Few movie careers have been more bizarre than Dakota Johnson’s. Johnson, a child of Hollywood royalty, has created a defined public persona around being odd in public. She damaged Ellen DeGeneres’ already tarnished reputation when she called out the talk show host for not coming to her birthday party and then lying about it on air. She claimed to love limes during a tour of her home for Architectural Digest, only to reveal that those limes were a piece of set decoration that she couldn’t resist commenting on. What’s more, she may have trapped some coffee shop employees inside their store. It’s pure chaos, and that raw possibility has often extended to the roles she takes on.

Outside of her almost impossible-to-pin down online persona, Johnson has shown enough promise to become one of the great actresses of her generation, and it’s that same energy that has made her so compelling onscreen. Johnson’s big break came with the Fifty Shades series, but it speaks to her talent that she pretty quickly moved past that franchise once it was over. Since then, she has taken the chaos and mystery that defines her public persona and wielded it to create fascinating characters on the big screen.

Making a big splash with A Bigger Splash

Dakota Johnson in A Bigger Splash.

Johnson has harnessed her innately chaotic energy to bring depth to a wide variety of roles in this vein. Luca Guadagnino was among the first to discover exactly what she was capable of, and he used to it full effect in 2015’s A Bigger Splash. Johnson only has a supporting role in the film, but she shares the screen with Tilda Swinton and Ralph Fiennes, and more than holds her own. This first collaboration with Guadagnino casts Johnson as Pen, a young girl who is almost impossible to resist, but hides herself behind that obvious appeal.

Johnson’s performance in A Bigger Splash is, in some ways, the template upon which the best performances of her career will be based. Pen is the kind of character that Johnson excels at playing — someone who is magnetic but uses that magnetism as a weapon and a shield. She knows that she can hide herself, and she keeps that façade up until she is totally alone, and we see it break down almost immediately. What Johnson is great at, though, is allowing audiences to sense that there is something her characters are choosing to bury below the surface, so that when we finally see it come to the fore it feels like an inevitability instead of a surprise.

----------

→ **Aim of the exercise**:
For each statement, decide whether it agrees with the article on Dakota Johnson's career. Answer yes or no, and quote the words from the article that decide it.
1. Johnson's big break came with the Fifty Shades series.
2. Johnson plays the lead role in A Bigger Splash.
3. A Bigger Splash came out in 2015.
The entries that come next are taken from another source.

----------

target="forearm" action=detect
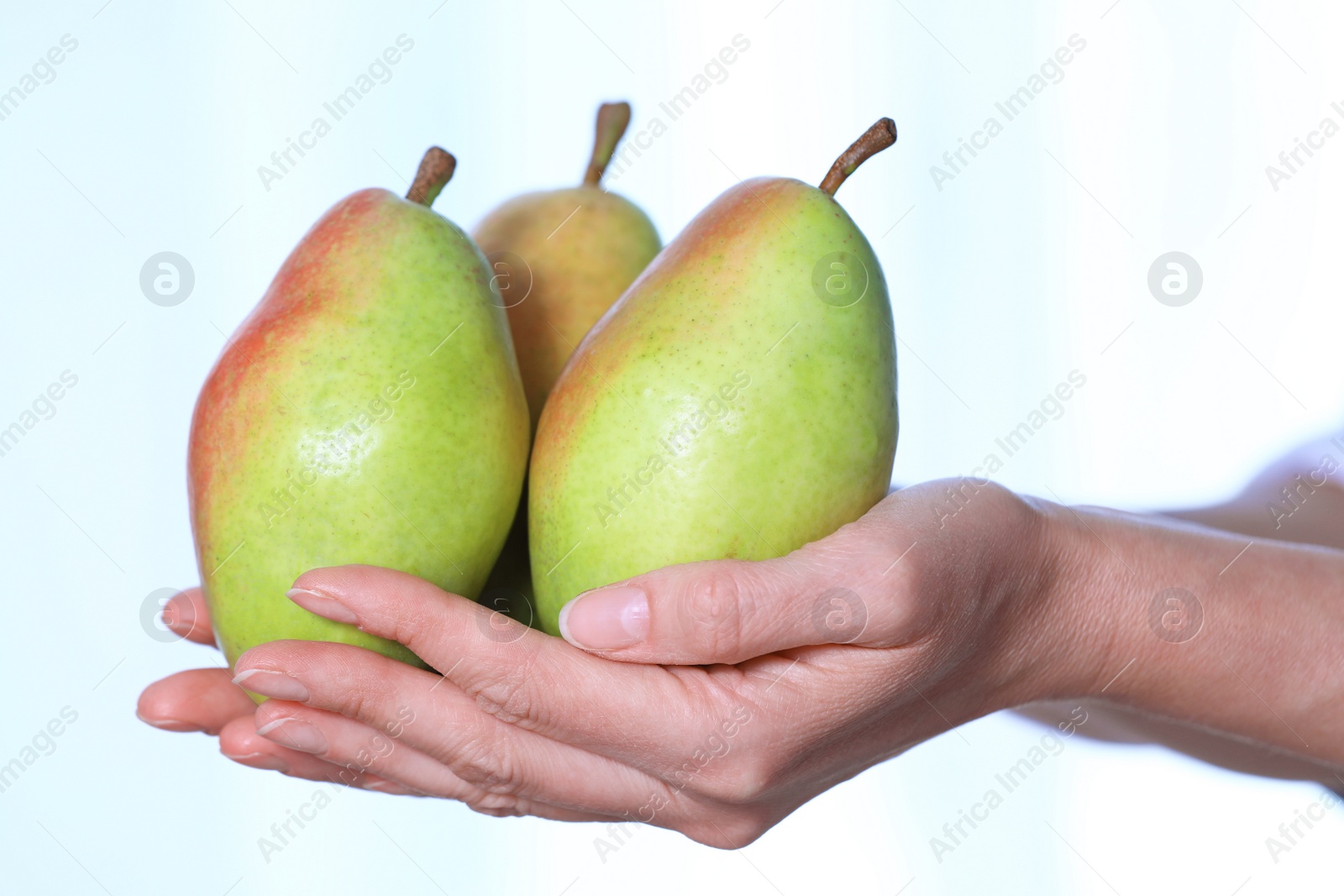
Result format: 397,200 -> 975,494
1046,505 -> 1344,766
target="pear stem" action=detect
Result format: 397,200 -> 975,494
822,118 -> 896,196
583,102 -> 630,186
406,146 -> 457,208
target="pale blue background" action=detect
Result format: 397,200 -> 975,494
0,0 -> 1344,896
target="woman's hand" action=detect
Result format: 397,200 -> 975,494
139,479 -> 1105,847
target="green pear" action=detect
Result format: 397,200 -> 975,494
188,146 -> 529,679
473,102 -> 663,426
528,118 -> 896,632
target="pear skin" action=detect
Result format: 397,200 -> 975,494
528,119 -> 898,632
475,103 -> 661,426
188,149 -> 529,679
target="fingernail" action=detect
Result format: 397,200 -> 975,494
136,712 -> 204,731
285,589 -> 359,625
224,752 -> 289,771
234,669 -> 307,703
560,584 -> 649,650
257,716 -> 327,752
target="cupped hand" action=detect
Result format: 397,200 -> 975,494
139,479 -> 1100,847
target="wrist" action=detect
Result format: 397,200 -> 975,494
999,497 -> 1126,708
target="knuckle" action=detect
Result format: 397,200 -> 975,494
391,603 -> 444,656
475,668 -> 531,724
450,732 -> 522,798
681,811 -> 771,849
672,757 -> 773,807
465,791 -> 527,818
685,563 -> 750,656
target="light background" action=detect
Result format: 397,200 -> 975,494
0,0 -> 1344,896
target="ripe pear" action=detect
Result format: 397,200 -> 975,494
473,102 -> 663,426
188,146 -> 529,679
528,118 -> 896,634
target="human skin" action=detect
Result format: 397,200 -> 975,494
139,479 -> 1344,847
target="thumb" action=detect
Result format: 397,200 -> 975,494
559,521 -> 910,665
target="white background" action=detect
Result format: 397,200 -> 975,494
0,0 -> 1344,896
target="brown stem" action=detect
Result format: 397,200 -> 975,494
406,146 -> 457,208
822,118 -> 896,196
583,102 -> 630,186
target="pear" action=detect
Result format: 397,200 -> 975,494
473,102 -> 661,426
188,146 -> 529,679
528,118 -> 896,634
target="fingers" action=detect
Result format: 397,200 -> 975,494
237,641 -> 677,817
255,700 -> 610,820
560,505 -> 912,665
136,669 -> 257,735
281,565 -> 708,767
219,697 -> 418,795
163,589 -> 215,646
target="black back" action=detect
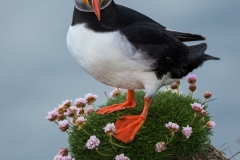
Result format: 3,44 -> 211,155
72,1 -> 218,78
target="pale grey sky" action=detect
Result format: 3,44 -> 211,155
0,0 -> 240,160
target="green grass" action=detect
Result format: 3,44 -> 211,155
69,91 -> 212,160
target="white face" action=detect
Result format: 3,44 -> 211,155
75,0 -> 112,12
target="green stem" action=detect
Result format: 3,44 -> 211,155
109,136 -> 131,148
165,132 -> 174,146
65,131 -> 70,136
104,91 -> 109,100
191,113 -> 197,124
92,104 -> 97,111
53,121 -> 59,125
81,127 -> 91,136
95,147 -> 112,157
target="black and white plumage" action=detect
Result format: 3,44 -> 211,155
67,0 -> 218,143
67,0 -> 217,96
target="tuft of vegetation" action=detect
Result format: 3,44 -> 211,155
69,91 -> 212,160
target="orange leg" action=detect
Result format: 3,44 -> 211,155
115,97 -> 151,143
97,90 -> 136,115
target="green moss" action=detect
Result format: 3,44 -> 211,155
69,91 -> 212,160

----------

→ **Result for this task**:
1. Yes: "Johnson’s big break came with the Fifty Shades series"
2. No: "Johnson only has a supporting role in the film"
3. Yes: "he used to it full effect in 2015’s A Bigger Splash"